= DOCUMENT SOURCE =
-=-=-=-=-

Au vu du nombre d’articles dédiés cet univers, nier notre affection pour le Donjon relèverait de l’ineptie, malheureusement, ce qui devait arriver arriva : à la lecture du dernier Donjon Monsters – Quelque part ailleurs – un léger mais non moins amer sentiment de déception subsista une fois la dernière page tournée…
Non pas que dessin de Delisle ne nous déplaise, son trait minimaliste sachant d’adapter aux ambiances, aux décors, aux monstres et aux personnages au caractère animalier du Donjon (il donne même vie à une de ses plus mignonnes, touchantes et mini-badass héroïnes), ou encore qu’il ne présente pas grand-chose à raconter, au contraire : son intrigue se déroulant sur plusieurs époques donne lieu à de nombreuses questions… questions auxquelles malheureusement peu de réponses seront apportées, comme noyées dans un trop-plein d’info’. Peut-être l’aspect très généreux de cet album se retourne-t-il finalement contre lui, entrainant une fin quelque peu précipitée… et même une scène peu compréhensible dans laquelle figurent des personnages dont on se demande bien ce qu’ils fichent là !
Heureusement, en tant qu’habitués de Terra Amata, on commence à savoir que cette tentaculaire série s’étend toujours plus, chaque album tenant le rôle d’une nouvelle brique d’un immense édifice… et ce fut encore le cas ici, ce Monsters-ci se révélant petit à petit comme une charnière entre albums passés et à venir : non seulement car nous y apprenons la réelle nature et les secrets du fameux Coffre aux Âmes éponyme du dernier Antipodes +, mais surtout, la lecture du tout dernier Zénith nous permet de voir « l’autre face » de la sus-citée scène incompréhensible, celle-ci se révélant en réalité comme un « cross over » entre les deux opus !

-=-=-=-=-

= EXTRAIT DE DONNÉES =

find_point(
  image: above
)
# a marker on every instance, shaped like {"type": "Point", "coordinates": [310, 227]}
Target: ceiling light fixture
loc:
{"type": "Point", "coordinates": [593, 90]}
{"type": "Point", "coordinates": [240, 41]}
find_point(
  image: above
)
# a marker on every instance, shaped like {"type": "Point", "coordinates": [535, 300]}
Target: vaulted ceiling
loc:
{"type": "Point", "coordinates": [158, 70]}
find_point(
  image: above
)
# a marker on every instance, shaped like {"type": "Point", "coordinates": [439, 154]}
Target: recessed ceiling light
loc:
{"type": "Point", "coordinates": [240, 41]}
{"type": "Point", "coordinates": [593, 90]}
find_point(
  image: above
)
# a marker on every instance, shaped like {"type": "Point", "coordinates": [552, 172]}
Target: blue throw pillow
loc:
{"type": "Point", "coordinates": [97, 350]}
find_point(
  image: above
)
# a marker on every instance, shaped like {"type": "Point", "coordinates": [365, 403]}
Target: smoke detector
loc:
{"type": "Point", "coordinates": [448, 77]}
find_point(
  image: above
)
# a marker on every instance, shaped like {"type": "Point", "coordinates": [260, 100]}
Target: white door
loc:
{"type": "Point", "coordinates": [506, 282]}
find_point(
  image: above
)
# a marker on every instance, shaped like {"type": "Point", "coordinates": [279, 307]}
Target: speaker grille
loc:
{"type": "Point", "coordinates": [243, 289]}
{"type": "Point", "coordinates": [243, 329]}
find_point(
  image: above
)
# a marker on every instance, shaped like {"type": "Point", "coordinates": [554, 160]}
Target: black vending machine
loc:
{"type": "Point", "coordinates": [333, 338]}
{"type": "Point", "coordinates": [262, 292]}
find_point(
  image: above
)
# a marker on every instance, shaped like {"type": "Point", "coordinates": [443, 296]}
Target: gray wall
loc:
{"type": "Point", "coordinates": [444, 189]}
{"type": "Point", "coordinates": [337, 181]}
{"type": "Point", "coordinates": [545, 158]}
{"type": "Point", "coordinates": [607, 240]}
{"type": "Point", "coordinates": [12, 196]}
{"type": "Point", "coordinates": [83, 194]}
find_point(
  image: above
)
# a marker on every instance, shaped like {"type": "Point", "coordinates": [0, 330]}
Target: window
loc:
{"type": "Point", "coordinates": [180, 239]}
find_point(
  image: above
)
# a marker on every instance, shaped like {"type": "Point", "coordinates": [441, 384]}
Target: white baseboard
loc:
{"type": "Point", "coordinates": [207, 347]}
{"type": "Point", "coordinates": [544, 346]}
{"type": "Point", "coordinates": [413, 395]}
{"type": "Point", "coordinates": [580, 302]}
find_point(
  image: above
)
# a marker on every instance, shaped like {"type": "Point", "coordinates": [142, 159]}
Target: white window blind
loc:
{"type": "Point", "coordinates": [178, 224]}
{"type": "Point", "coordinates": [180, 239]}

-=-=-=-=-

= LISTE DES TÂCHES =
- 1) Recopiez fidèlement le passage de la critique de Donjon Monsters qui débute par les mots contenant "Heureusement, en tant" et s'achève sur "deux opus !".
- 2) Selon la critique de Donjon Monsters, quel album permet de voir « l'autre face » de la scène jugée incompréhensible ?

= RÉPONSES AUX EXERCICES =
- 1)
Heureusement, en tant qu’habitués de Terra Amata, on commence à savoir que cette tentaculaire série s’étend toujours plus, chaque album tenant le rôle d’une nouvelle brique d’un immense édifice… et ce fut encore le cas ici, ce Monsters-ci se révélant petit à petit comme une charnière entre albums passés et à venir : non seulement car nous y apprenons la réelle nature et les secrets du fameux Coffre aux Âmes éponyme du dernier Antipodes +, mais surtout, la lecture du tout dernier Zénith nous permet de voir « l’autre face » de la sus-citée scène incompréhensible, celle-ci se révélant en réalité comme un « cross over » entre les deux opus !

- 2) Le tout dernier Zénith.